▶ EXCERPT PROVIDED

>>>>>

Harvard T.H. Chan School of Public Health researchers tracked 44 18- to 29-year-old university students who resided in dormitories in Boston. Of all the students, 24 stayed in dormitories with air conditioners (AC), having an indoor temperature of about 71 degrees Fahrenheit. Meanwhile, 20 students lived in AC-free dormitories with temperatures reaching around 80 degrees Fahrenheit.
Each morning for 12 days, the students answered tests that measured their cognitive abilities, including processing speed, memory, and attention.
Results showed that students in buildings with no AC performed more poorly in the tests compared to the other group. The researchers also discovered that the largest difference between the two groups’ cognitive performances took place during days when the outdoor temperature was colder.

<<<<<

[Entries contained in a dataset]
>>>>>

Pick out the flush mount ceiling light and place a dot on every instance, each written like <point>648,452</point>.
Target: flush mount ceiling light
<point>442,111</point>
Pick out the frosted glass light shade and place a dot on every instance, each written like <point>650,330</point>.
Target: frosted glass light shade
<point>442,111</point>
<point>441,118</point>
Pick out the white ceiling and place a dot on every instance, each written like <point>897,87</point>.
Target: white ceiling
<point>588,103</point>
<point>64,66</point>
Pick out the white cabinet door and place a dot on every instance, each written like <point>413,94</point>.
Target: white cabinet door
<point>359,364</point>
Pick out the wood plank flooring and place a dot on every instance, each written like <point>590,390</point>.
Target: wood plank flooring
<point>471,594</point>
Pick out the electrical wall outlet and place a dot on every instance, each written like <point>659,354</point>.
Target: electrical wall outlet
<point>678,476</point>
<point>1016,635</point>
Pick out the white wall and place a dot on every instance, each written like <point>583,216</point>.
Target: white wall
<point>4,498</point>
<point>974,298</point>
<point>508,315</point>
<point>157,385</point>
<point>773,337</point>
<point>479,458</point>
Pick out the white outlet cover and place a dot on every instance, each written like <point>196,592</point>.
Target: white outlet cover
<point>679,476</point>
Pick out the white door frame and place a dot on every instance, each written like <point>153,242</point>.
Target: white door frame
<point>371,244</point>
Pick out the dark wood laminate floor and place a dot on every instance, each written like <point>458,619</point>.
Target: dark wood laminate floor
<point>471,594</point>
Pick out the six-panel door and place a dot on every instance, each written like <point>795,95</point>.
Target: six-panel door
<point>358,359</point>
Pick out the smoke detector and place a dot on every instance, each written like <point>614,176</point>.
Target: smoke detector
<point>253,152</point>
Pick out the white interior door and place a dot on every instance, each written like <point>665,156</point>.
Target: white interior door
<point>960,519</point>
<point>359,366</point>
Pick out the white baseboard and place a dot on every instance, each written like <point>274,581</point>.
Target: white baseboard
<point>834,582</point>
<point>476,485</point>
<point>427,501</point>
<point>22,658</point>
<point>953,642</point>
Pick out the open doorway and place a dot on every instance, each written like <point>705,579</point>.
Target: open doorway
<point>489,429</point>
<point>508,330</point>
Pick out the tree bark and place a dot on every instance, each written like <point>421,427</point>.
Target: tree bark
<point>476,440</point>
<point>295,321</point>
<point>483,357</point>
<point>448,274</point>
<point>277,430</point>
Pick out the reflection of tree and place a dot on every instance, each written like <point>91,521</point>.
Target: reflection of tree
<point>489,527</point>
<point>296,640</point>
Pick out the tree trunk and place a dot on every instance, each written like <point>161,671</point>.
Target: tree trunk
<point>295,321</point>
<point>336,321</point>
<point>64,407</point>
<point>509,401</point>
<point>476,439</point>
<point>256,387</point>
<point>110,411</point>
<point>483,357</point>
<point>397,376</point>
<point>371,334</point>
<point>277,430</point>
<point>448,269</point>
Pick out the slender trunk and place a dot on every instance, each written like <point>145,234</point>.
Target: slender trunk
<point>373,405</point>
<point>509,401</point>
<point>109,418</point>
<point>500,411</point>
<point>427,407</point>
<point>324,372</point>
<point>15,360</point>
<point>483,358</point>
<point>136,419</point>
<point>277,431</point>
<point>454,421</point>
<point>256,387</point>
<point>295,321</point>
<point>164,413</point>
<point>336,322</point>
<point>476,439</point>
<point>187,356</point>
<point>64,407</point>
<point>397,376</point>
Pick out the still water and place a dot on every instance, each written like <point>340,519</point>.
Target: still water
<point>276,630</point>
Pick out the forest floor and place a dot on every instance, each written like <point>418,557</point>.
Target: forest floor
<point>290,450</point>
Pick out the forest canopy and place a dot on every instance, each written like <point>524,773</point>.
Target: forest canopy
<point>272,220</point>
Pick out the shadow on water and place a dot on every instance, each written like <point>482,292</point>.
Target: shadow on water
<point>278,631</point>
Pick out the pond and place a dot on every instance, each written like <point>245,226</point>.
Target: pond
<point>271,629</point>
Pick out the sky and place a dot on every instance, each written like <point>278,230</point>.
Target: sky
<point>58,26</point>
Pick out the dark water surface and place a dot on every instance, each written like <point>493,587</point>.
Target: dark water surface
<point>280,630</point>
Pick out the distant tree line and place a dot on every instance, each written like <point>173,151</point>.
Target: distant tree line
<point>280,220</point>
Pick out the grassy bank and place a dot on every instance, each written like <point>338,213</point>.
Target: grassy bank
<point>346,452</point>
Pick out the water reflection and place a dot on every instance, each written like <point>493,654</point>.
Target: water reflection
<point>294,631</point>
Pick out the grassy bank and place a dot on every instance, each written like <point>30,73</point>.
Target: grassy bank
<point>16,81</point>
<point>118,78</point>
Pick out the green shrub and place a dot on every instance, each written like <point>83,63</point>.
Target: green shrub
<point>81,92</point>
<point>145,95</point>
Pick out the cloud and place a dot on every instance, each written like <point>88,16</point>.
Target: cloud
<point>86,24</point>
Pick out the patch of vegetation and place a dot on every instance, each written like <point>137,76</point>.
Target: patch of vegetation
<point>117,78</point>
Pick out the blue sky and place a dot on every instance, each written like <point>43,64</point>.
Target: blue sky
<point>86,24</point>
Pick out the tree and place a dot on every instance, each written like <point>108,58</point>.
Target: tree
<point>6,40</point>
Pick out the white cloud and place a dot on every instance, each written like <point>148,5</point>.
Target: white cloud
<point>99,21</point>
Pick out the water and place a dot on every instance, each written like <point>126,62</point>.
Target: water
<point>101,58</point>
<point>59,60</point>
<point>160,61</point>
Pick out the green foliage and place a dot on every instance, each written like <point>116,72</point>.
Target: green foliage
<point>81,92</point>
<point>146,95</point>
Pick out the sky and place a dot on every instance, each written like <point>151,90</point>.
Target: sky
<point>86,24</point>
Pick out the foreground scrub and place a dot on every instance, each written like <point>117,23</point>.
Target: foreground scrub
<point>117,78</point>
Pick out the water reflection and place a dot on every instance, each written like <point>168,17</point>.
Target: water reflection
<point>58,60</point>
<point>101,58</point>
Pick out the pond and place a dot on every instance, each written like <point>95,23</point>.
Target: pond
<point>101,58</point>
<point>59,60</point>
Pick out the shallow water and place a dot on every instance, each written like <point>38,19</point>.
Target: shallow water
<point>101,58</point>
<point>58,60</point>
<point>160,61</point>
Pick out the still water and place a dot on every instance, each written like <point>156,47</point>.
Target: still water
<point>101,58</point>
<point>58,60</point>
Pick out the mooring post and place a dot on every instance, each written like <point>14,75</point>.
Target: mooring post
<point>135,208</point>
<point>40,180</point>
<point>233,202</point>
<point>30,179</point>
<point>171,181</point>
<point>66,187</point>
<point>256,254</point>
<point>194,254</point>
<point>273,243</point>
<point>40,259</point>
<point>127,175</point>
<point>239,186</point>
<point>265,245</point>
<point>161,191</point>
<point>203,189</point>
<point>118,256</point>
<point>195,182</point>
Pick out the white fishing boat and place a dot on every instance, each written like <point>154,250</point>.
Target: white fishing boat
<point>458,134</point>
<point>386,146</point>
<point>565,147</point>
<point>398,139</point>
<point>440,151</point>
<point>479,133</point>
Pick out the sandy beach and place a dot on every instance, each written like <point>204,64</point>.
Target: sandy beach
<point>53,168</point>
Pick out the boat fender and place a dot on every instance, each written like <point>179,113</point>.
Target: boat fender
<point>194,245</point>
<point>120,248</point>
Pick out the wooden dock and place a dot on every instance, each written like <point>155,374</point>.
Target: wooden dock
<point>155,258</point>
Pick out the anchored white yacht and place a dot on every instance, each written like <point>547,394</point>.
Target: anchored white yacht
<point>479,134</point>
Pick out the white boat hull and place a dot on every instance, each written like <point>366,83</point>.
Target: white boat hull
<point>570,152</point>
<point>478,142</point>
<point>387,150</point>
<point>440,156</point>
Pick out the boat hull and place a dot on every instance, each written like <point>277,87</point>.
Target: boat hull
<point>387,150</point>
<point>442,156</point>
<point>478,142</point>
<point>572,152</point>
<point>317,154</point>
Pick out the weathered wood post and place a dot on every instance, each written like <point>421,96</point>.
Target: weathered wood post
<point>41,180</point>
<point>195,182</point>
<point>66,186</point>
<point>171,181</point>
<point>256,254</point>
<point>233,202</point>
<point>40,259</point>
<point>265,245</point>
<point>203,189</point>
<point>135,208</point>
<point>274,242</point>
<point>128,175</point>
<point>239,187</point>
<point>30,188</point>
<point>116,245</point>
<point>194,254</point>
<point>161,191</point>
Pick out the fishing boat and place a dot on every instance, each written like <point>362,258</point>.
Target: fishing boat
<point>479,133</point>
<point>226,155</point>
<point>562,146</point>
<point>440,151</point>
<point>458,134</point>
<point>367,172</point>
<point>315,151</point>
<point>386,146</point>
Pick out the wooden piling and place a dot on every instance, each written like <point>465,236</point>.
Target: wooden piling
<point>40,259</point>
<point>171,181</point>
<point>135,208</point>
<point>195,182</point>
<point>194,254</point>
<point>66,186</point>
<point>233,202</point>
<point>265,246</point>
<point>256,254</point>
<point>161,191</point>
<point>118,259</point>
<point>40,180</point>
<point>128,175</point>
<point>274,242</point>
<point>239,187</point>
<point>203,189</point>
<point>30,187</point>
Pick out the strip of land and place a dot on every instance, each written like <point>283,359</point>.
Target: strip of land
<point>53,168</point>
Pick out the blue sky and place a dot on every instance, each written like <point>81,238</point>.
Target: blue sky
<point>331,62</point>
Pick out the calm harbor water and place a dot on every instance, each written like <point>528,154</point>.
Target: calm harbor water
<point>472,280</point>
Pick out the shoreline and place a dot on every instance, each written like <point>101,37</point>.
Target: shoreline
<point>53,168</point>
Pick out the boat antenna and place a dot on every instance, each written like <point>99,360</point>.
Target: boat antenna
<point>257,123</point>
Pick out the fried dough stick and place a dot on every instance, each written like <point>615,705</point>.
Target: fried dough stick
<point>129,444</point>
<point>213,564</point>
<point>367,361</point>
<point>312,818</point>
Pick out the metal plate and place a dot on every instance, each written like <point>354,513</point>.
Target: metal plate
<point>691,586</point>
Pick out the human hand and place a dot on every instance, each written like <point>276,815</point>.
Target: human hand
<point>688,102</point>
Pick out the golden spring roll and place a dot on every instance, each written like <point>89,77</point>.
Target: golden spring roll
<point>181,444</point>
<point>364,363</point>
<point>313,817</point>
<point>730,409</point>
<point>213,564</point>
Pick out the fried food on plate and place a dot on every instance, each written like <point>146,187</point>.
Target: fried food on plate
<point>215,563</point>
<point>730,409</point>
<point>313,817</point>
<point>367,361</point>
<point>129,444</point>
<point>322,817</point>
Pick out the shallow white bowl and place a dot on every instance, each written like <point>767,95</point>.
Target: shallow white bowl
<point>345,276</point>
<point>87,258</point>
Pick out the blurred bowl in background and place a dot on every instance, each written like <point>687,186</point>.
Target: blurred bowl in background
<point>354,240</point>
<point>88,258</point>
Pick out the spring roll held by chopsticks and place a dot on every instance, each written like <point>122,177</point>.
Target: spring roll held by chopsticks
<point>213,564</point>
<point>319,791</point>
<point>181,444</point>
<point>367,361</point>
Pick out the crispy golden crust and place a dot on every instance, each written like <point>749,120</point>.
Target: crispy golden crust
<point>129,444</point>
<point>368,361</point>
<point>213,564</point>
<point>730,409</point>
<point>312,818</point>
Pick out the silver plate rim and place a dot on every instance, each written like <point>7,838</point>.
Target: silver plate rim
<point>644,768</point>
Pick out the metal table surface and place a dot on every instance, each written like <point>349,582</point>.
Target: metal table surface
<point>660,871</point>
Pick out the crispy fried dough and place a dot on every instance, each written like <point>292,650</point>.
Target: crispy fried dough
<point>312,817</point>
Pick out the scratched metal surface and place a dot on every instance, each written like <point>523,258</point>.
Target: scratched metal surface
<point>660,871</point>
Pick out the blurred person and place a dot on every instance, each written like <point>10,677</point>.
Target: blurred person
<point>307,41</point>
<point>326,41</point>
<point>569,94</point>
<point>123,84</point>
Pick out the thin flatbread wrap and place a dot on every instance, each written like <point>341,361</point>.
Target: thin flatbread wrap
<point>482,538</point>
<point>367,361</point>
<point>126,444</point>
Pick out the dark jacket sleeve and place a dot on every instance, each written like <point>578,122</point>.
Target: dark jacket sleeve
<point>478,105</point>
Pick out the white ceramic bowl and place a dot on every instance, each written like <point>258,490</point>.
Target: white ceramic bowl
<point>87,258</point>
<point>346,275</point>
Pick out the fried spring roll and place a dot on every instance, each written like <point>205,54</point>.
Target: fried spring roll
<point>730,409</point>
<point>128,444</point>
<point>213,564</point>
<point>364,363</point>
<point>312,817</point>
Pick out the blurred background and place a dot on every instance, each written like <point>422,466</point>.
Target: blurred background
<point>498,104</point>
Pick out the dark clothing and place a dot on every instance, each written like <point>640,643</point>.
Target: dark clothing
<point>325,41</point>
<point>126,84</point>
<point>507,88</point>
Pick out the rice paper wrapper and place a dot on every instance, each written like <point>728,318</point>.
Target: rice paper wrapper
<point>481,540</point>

<<<<<

▶ WHAT THIS TASK INVOLVES
Continue the passage on dormitory heat and student cognition from where it stops. The entries have no connection to the passage on dormitory heat and student cognition.

▶ RESPONSE
According to the researchers, the results can be explained by how indoor temperature continues to soar even when outdoor temperature has declined because heat can be trapped within buildings. Being unmindful of indoor heat can give people a false sense of security that they will no longer experience the adverse effects of high temperatures.
Aside from affecting people’s cognitive abilities, exposure to heat has also been linked to mental health problems. A study from Umeå [Y-muh-oh] University in Sweden examined hospital admission records from 2008 to 2012 at Vietnam’s Hanoi Mental Hospital. Findings revealed that the admissions related to mental illnesses significantly increased during the hot season. The number of recorded cases for mental disorder was also 24% higher in summer than in winter.